**TO DO:** Decide whether each statement agrees with the walking article below, and answer yes or no for each, quoting the article's deciding words. (a) Michelle Look practices sports medicine in San Diego, California. (b) The British study linked active commuting to a 20 percent reduction in heart-disease risk. (c) The article offers ten reasons to start walking.

**EXCERPTED PASSAGE:**

Walking is not just a weenie activity for the nonathletic, says Michelle Look, M.D., national medical consultant to the Breast Cancer 3-Day Walk and a physician who specializes in sports medicine in San Diego, California: “It’s good for just about anybody, and the health benefits are particularly significant for women.” Here, eight reasons to start walking — or just walk a little more often.
1. It’s great for the heart
Medical Center, researchers found that walking briskly for 30 minutes every day lowers your odds of developing metabolic syndrome, a cluster of risk factors linked to higher risks of heart disease, diabetes, and stroke. Roughly 24 million women in the United States have metabolic syndrome. Don’t have time for a daily half-hour walk? Try multitasking: A British study found that active commuting (incorporating walking and cycling into your sedentary commute) is associated with an 11 percent reduction in heart-disease risk, especially among women.

**LISTED ENTRIES:**
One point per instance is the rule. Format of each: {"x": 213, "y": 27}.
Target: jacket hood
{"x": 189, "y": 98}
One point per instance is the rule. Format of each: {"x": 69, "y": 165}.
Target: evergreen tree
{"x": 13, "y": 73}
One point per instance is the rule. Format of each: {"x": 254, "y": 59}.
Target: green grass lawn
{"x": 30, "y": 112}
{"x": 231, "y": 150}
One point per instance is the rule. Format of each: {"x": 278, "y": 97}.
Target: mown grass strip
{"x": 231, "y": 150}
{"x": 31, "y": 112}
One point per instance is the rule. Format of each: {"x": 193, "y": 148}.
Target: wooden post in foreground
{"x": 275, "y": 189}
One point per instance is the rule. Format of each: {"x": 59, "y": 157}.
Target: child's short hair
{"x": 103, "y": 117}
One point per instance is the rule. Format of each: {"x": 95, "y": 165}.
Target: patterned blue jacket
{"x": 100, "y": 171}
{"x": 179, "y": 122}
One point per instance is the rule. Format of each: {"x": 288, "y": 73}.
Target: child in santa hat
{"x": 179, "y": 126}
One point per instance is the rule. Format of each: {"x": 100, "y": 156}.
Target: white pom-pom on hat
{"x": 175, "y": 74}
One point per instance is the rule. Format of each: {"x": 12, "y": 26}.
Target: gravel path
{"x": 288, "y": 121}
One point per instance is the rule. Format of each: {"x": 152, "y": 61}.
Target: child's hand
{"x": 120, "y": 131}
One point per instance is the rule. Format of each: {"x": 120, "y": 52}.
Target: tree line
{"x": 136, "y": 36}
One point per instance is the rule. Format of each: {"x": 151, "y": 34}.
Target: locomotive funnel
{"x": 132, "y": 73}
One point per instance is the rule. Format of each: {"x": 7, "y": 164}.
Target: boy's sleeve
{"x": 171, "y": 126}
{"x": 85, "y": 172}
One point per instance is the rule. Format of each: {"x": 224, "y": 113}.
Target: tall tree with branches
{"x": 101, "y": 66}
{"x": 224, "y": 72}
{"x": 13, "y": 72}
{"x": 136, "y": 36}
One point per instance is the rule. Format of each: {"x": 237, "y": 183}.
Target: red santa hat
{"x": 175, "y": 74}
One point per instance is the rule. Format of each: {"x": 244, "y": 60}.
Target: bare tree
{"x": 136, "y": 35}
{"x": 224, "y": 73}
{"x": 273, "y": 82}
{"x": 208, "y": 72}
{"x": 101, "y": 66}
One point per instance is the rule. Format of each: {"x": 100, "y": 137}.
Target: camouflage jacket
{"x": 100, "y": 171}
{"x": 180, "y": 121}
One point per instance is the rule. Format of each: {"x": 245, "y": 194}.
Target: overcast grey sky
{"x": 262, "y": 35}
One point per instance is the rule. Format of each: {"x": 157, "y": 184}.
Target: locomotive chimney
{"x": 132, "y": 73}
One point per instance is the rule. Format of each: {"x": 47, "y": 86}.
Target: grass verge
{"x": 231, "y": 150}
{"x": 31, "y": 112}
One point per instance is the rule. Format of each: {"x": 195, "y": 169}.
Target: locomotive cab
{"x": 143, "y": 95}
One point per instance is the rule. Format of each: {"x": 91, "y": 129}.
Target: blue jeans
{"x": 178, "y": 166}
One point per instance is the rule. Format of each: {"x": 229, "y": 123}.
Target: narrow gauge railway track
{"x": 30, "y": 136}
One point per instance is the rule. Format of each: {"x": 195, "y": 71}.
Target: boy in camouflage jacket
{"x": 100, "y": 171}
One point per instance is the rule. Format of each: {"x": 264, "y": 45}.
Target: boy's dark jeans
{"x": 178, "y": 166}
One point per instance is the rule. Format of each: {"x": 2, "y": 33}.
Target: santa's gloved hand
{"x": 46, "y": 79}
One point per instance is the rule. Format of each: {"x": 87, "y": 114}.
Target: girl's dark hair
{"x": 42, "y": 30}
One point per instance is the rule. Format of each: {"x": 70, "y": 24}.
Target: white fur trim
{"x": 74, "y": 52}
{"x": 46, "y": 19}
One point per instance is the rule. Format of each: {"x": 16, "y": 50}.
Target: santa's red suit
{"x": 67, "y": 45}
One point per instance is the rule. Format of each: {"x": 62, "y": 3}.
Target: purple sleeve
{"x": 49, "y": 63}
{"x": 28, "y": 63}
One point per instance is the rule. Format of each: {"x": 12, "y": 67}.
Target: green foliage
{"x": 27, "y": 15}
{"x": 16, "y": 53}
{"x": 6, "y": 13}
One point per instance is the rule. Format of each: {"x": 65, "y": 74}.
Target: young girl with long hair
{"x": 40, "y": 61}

**ANSWER FOR THE TASK:**
(a) Yes: "a physician who specializes in sports medicine in San Diego, California"
(b) No: "is associated with an 11 percent reduction in heart-disease risk"
(c) No: "Here, eight reasons to start walking"